> [Instructions]:
**A.** Answer the following questions about the faculty profile:
(i) At which institution was the B.A. in Biology earned?
(ii) Of which club is the professor the faculty advisor?
(iii) What is the title of the First Year Seminar course on HIV/AIDS?
**B.** Pick up the faculty profile after its final line and write the passage that follows.

> [Source extract]:
Start of Block

Associate Professor of Biology
B.A. Biology, Knox College
M.A., Ph.D. Microbiology, Southern Illinois University at Carbondale
What classes are you currently teaching?
I am the “cell specialist” for the department. The courses I teach focus on both the eukaryotic and prokaryotic cell, such as Cell and Molecular Biology, Introduction to Microbiology, Virology, Microbiology, Environmental Microbiology and their associated laboratories. I am also involved with the First Year Seminar Program, where I have taught courses on how microorganisms impact our daily lives (Microbes and Me) and HIV/AIDS (The Age of AIDS).
What activities or campus organizations are you actively involved with?
I am the faculty advisor for the Biology Club and I am one of the college’s Pre-health advisors. I am also involved with Coe’s Environmental Club and am very involved in Coe’s initiative to help Cedar Rapids recover after the flood of 2008.
What makes Coe stand out from other schools?

End of Block

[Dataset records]
Start of Block

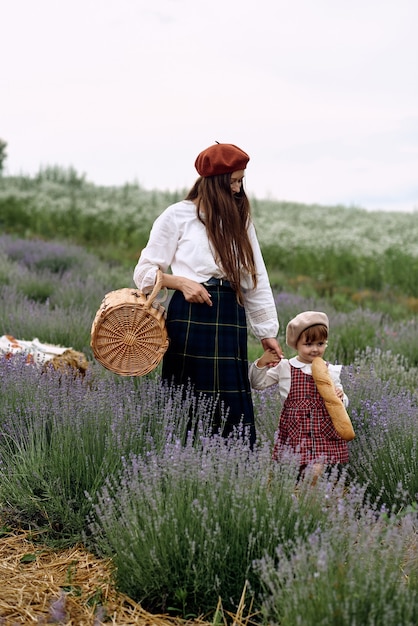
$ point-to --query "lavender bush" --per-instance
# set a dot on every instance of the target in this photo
(355, 570)
(189, 519)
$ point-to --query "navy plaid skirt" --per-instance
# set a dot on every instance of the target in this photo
(208, 350)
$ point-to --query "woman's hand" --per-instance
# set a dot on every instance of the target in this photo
(270, 344)
(340, 393)
(191, 290)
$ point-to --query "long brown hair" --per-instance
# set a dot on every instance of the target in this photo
(226, 217)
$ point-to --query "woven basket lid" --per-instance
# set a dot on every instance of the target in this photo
(128, 334)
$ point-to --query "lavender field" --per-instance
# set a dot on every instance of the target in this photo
(106, 460)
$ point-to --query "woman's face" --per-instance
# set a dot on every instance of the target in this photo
(237, 180)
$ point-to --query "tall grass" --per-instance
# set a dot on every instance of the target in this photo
(338, 252)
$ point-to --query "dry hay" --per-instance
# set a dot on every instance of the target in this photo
(69, 360)
(71, 587)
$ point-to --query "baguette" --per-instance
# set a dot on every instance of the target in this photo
(335, 407)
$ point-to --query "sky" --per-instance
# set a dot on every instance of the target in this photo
(322, 94)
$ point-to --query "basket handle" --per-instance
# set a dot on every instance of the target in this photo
(156, 289)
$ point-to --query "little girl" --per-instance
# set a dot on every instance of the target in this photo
(305, 426)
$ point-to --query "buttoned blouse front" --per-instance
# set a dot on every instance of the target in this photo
(178, 239)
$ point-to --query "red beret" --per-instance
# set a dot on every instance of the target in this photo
(222, 158)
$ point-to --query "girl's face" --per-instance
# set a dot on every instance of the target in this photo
(237, 180)
(308, 350)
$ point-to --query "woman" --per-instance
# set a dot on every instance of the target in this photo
(209, 242)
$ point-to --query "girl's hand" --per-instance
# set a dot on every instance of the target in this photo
(269, 359)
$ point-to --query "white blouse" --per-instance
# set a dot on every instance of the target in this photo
(263, 377)
(178, 240)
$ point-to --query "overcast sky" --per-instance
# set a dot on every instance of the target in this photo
(322, 94)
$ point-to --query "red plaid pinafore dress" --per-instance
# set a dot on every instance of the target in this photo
(305, 425)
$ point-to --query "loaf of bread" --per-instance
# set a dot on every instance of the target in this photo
(335, 407)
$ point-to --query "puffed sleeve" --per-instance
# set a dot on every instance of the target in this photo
(259, 302)
(159, 251)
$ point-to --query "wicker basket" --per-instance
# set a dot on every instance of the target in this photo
(128, 335)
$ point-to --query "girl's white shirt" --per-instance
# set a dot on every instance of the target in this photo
(178, 240)
(263, 377)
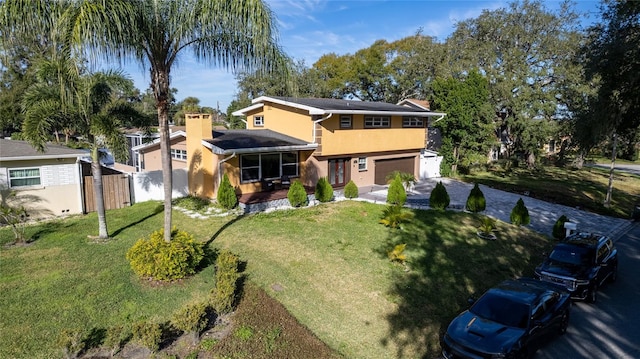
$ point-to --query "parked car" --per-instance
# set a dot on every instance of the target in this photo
(511, 320)
(582, 262)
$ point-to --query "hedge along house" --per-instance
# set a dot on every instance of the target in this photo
(306, 139)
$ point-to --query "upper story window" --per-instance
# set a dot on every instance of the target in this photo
(179, 154)
(410, 121)
(377, 121)
(258, 121)
(24, 177)
(345, 121)
(362, 164)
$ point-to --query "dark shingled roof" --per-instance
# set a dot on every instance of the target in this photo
(348, 105)
(238, 140)
(13, 149)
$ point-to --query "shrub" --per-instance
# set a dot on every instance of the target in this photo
(476, 202)
(156, 258)
(396, 194)
(148, 334)
(297, 195)
(114, 338)
(191, 319)
(407, 179)
(324, 191)
(439, 197)
(71, 343)
(226, 194)
(558, 228)
(224, 294)
(397, 254)
(394, 216)
(520, 214)
(351, 190)
(192, 203)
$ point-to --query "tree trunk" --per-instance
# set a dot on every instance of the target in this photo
(454, 165)
(531, 160)
(160, 83)
(607, 200)
(96, 173)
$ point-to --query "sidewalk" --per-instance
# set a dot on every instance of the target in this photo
(500, 203)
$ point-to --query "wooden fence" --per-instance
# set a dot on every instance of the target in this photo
(115, 189)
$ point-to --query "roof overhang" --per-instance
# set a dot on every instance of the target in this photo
(42, 157)
(259, 102)
(244, 111)
(155, 142)
(220, 151)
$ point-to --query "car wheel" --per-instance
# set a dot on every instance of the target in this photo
(524, 353)
(614, 275)
(592, 296)
(564, 322)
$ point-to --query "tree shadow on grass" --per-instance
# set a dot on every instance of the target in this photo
(448, 264)
(157, 210)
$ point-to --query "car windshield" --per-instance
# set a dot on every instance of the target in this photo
(503, 310)
(572, 255)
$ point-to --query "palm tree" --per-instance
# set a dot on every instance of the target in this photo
(64, 94)
(236, 34)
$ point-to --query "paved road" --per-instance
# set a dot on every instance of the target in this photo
(499, 205)
(609, 328)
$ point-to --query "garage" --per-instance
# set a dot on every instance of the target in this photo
(384, 167)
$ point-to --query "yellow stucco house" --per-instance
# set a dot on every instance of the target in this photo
(305, 139)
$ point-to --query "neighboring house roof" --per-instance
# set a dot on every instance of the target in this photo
(421, 104)
(324, 106)
(13, 150)
(156, 142)
(250, 141)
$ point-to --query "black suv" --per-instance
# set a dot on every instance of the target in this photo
(581, 262)
(511, 320)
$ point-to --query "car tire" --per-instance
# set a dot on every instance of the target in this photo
(564, 322)
(614, 275)
(592, 296)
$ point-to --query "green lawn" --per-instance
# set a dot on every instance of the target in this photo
(327, 265)
(585, 188)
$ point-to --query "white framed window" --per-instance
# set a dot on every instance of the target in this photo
(258, 121)
(410, 121)
(377, 121)
(255, 167)
(345, 121)
(362, 164)
(24, 177)
(179, 154)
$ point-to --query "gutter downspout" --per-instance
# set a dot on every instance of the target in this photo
(81, 184)
(220, 167)
(317, 122)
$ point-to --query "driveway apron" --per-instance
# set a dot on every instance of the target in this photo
(500, 203)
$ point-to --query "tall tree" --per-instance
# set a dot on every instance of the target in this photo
(467, 130)
(65, 94)
(613, 63)
(527, 52)
(239, 34)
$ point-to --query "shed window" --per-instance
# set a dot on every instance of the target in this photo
(377, 121)
(24, 177)
(256, 167)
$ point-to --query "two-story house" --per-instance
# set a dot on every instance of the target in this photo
(305, 139)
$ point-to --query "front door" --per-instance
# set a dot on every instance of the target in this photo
(337, 172)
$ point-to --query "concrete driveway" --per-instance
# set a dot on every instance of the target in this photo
(500, 203)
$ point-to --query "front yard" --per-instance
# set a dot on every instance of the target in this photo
(327, 265)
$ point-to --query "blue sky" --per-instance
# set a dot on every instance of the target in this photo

End of Block

> [Expected responses]:
**A.**
(i) Knox College
(ii) The Biology Club
(iii) The Age of AIDS

**B.**
Being a well-rounded person is a very valuable trait in today’s world. Coe’s curriculum and out of class opportunities help our students to be prepared for life after college. We have high expectations for our students, reflected in the rigor of our courses. Our students appreciate the challenge because the courses are engaging. I hear often from former students that my courses have prepared them more thoroughly than similar courses they have since taken in medical or graduate school. Our internship, research and service-learning opportunities provide the additional experience to allow Coe students to go on and be successful not only professionally but personally as well.
What is your favorite class to teach and why?
This is a difficult question to address. All my classes have aspects that make them enjoyable. However, if I had to make a choice, it would be my Microbiology course. I am able to take the students through a large swath of the microbial world, a world most students have not had much educational exposure to. The amazing versatility of microorganisms and their ability to live virtually anywhere on our planet makes this course fun. Seeing the students realize that there is much more to microorganisms than the few diseases they can cause makes this course most enjoyable for me.
Name your most memorable Coe concert, performance, lecture or program and what it meant to you.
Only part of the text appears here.